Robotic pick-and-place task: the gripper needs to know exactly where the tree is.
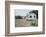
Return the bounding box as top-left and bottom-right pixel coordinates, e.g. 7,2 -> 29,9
15,16 -> 22,19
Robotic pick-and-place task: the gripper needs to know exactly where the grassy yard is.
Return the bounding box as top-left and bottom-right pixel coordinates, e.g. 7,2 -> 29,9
15,19 -> 38,27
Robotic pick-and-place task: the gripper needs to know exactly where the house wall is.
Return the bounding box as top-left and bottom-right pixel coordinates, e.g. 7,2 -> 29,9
28,13 -> 36,19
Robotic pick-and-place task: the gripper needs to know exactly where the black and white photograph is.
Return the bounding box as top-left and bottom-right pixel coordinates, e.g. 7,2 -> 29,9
15,9 -> 38,27
5,1 -> 45,36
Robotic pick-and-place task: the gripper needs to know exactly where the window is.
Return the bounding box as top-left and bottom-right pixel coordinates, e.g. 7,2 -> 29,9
30,16 -> 32,18
34,16 -> 35,18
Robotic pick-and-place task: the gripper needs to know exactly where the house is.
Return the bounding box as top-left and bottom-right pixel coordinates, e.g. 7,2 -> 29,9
26,10 -> 38,21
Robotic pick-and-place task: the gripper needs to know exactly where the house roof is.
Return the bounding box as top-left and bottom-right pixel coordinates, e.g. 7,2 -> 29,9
29,10 -> 38,15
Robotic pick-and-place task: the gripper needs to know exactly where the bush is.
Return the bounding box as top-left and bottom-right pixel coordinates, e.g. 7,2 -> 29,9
15,16 -> 22,19
31,19 -> 38,26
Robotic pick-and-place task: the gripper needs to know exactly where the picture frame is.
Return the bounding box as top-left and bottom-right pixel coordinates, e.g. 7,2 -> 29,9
5,1 -> 45,36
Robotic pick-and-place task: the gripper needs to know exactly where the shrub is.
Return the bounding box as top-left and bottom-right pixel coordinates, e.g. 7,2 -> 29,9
30,19 -> 38,26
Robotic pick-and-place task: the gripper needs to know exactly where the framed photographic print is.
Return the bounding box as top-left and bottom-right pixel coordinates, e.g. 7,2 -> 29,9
5,1 -> 45,36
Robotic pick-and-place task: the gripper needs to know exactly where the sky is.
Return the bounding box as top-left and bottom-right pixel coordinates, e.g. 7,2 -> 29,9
14,9 -> 31,16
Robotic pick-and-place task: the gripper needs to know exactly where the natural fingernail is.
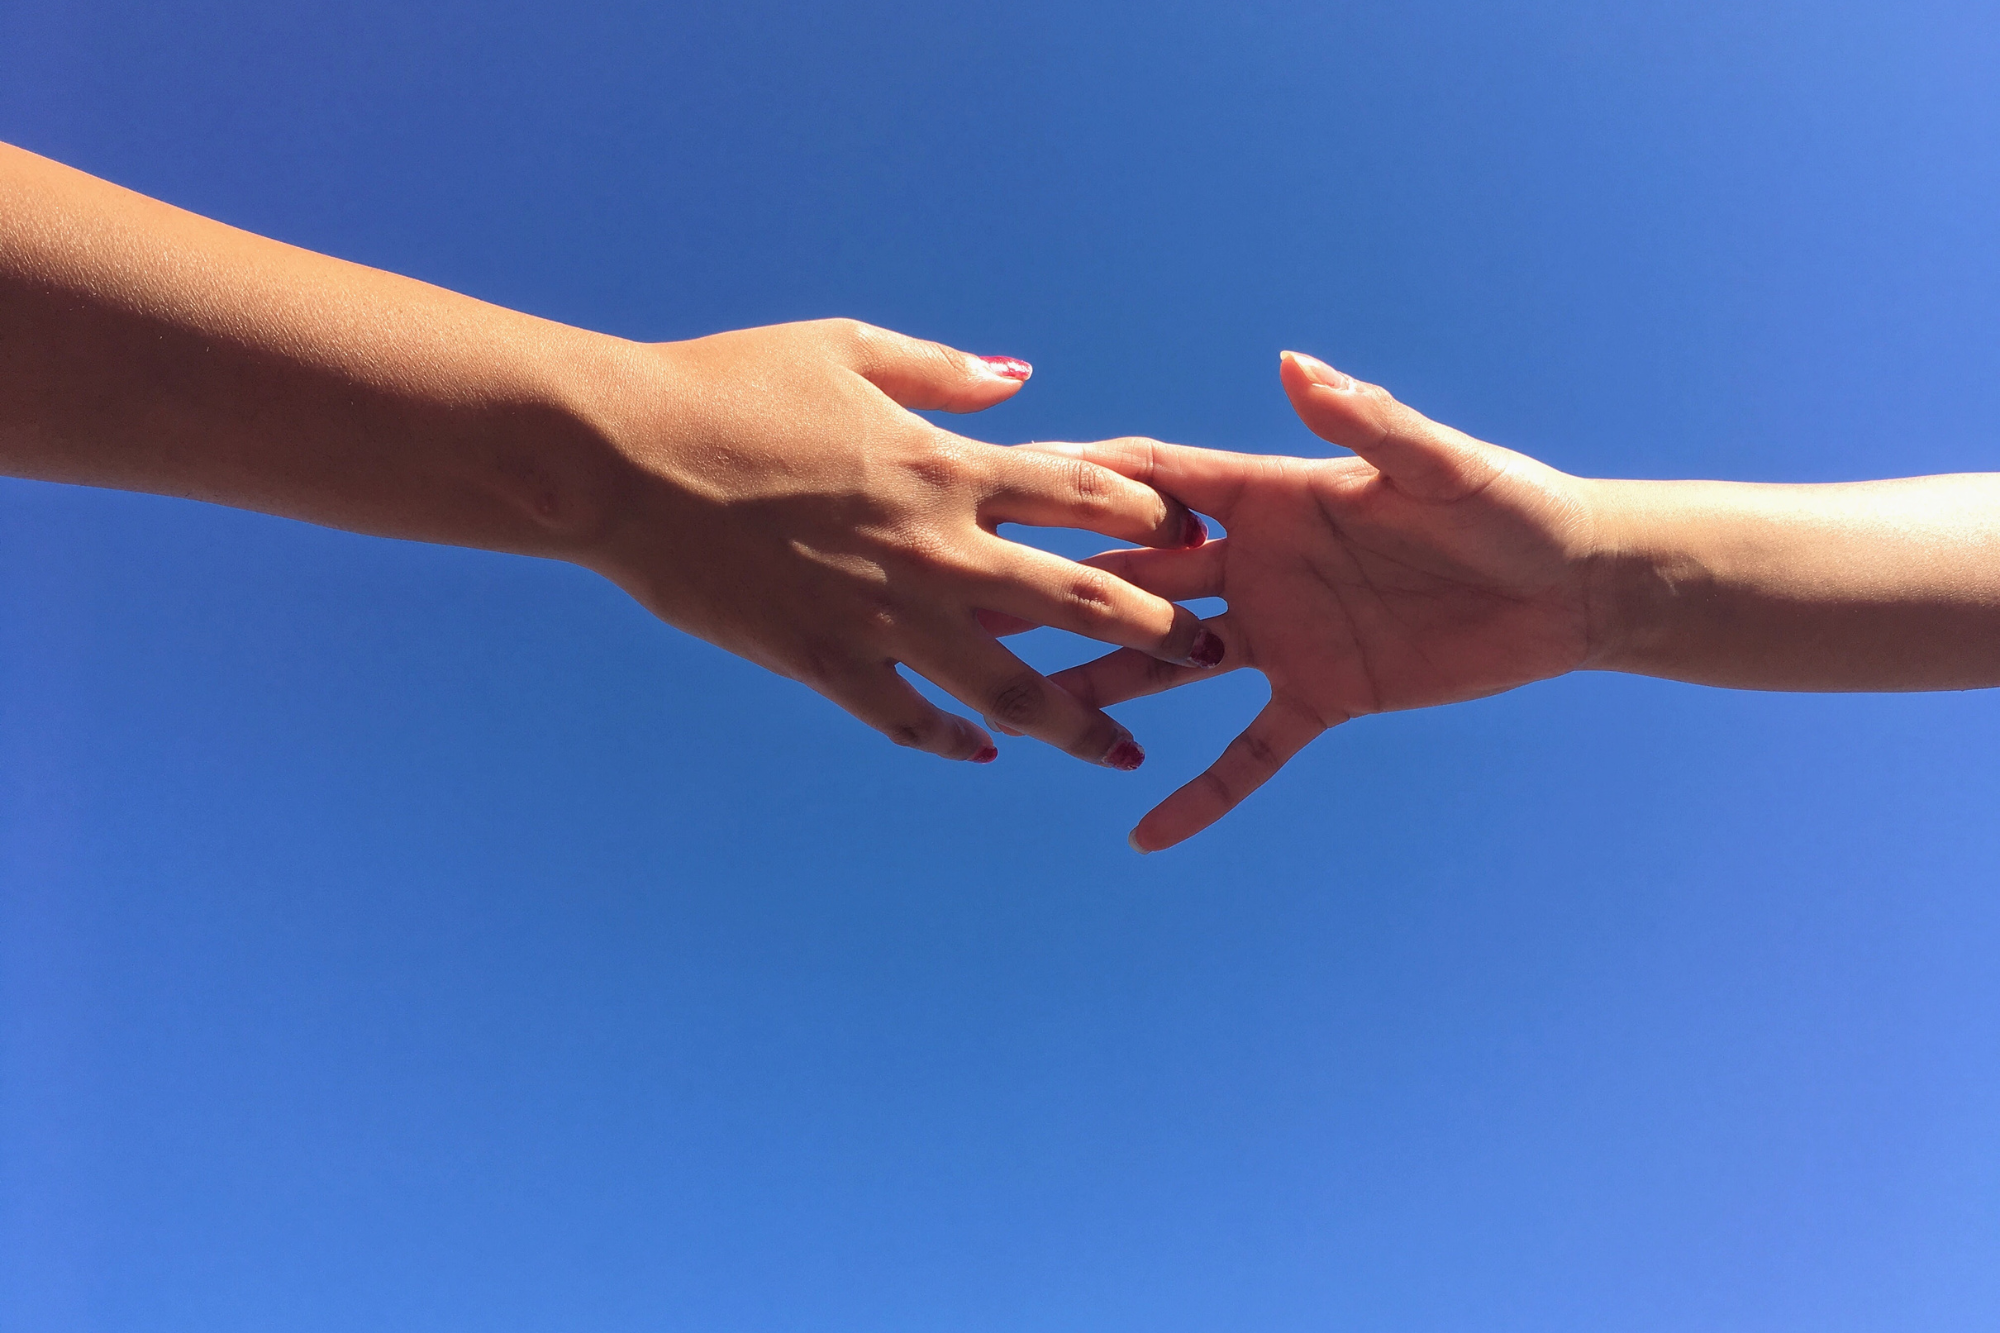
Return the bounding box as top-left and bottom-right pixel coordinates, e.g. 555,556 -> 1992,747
1186,630 -> 1225,669
1182,512 -> 1208,547
971,745 -> 999,764
979,355 -> 1033,382
1103,738 -> 1146,771
1283,349 -> 1354,392
1127,829 -> 1151,855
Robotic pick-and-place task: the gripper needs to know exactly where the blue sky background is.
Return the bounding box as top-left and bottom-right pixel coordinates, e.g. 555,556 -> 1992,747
5,1 -> 2000,1328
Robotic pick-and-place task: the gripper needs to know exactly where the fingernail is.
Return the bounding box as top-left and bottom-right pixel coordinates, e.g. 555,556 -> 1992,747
1185,630 -> 1225,669
971,745 -> 999,764
1283,349 -> 1354,391
1127,829 -> 1151,855
1182,512 -> 1208,547
979,355 -> 1032,382
1103,738 -> 1146,771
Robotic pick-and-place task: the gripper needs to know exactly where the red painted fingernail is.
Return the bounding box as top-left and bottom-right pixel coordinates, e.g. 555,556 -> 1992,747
979,355 -> 1032,382
1186,630 -> 1225,669
1103,738 -> 1146,771
971,745 -> 999,764
1182,512 -> 1208,547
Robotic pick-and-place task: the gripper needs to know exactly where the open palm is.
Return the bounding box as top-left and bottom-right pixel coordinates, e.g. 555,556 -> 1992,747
1037,352 -> 1602,851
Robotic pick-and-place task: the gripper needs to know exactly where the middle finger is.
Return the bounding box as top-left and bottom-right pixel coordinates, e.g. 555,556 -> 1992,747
981,444 -> 1208,550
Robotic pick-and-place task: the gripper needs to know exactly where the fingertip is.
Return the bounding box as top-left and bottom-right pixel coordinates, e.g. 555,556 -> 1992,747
1103,737 -> 1146,771
943,372 -> 1025,414
854,327 -> 1031,412
1129,807 -> 1192,854
1279,349 -> 1355,393
929,354 -> 1028,415
952,715 -> 996,761
1280,350 -> 1385,453
978,355 -> 1032,383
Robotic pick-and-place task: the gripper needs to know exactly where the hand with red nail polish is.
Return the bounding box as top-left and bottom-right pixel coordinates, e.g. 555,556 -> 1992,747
574,319 -> 1224,768
1027,351 -> 1596,846
0,146 -> 1212,771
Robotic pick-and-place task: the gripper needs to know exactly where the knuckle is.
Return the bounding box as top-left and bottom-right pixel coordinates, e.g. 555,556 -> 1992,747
1234,730 -> 1279,770
1107,436 -> 1164,477
1060,568 -> 1120,621
790,639 -> 851,688
857,596 -> 902,637
899,434 -> 983,496
920,338 -> 965,377
1066,459 -> 1115,512
901,446 -> 964,493
903,455 -> 954,492
989,671 -> 1048,725
819,317 -> 877,360
884,716 -> 938,750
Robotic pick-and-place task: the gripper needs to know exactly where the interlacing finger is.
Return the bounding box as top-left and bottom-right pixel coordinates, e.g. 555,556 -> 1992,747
818,663 -> 997,764
969,541 -> 1226,642
1047,612 -> 1247,711
1015,436 -> 1258,524
901,622 -> 1147,770
1130,692 -> 1338,852
983,446 -> 1207,550
1082,540 -> 1227,602
969,536 -> 1225,668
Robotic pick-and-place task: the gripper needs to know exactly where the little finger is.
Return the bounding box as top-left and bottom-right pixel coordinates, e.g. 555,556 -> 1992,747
819,664 -> 998,763
902,629 -> 1147,770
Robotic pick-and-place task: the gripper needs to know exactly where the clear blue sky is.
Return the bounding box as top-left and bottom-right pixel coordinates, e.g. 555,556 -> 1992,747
5,1 -> 2000,1328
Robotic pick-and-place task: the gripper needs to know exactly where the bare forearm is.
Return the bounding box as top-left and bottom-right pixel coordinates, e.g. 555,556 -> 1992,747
0,141 -> 629,555
1587,474 -> 2000,691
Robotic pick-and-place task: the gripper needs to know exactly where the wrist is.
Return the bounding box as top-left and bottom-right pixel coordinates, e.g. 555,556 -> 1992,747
493,325 -> 656,564
1576,478 -> 1700,675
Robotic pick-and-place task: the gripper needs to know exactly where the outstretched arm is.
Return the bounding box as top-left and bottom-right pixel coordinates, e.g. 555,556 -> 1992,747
0,140 -> 1221,768
1043,351 -> 2000,848
1588,472 -> 2000,691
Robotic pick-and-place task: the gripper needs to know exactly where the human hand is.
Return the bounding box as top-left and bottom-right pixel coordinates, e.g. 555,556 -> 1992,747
575,319 -> 1221,768
1035,351 -> 1600,847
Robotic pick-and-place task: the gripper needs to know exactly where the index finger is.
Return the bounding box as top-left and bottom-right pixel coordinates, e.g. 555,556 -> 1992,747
983,445 -> 1207,550
1015,437 -> 1262,525
1129,693 -> 1335,853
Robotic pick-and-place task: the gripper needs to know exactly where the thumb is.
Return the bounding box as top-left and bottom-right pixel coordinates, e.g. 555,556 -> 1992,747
846,321 -> 1033,413
1279,350 -> 1502,503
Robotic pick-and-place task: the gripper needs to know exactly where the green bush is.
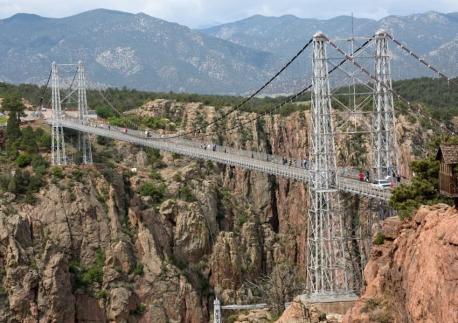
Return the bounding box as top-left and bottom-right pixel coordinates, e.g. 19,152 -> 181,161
95,289 -> 109,299
149,169 -> 163,181
96,135 -> 114,146
130,304 -> 146,316
145,148 -> 166,168
71,169 -> 83,182
133,263 -> 144,276
31,155 -> 49,174
35,128 -> 51,150
51,167 -> 64,179
20,127 -> 38,153
173,172 -> 182,182
390,156 -> 451,220
69,250 -> 105,290
15,153 -> 32,168
178,184 -> 196,202
373,232 -> 385,245
144,116 -> 169,130
0,170 -> 43,203
95,106 -> 114,119
139,181 -> 166,204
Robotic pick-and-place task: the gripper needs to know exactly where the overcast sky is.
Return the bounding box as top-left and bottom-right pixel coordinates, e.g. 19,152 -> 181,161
1,0 -> 458,28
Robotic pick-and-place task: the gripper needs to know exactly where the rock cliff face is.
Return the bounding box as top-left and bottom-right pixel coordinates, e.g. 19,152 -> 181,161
343,205 -> 458,323
0,99 -> 436,322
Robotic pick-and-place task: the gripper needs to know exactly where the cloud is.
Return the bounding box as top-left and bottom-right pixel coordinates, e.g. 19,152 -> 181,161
0,0 -> 457,27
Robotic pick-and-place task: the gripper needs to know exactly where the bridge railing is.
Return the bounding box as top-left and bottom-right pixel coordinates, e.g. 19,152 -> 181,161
65,118 -> 307,170
52,117 -> 391,201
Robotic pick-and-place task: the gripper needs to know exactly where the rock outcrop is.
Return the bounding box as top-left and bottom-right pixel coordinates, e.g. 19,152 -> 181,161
0,98 -> 438,321
344,205 -> 458,323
──────────────────────────────
- Work instruction -
Would you return all lines from the preceding listing that contain the word "blue"?

- Task solution -
Robotic pick-and-place task: the gripper needs to know exactly where the blue sky background is.
Robotic pick-and-place task: the gripper needs to know exactly where the clear blue sky is.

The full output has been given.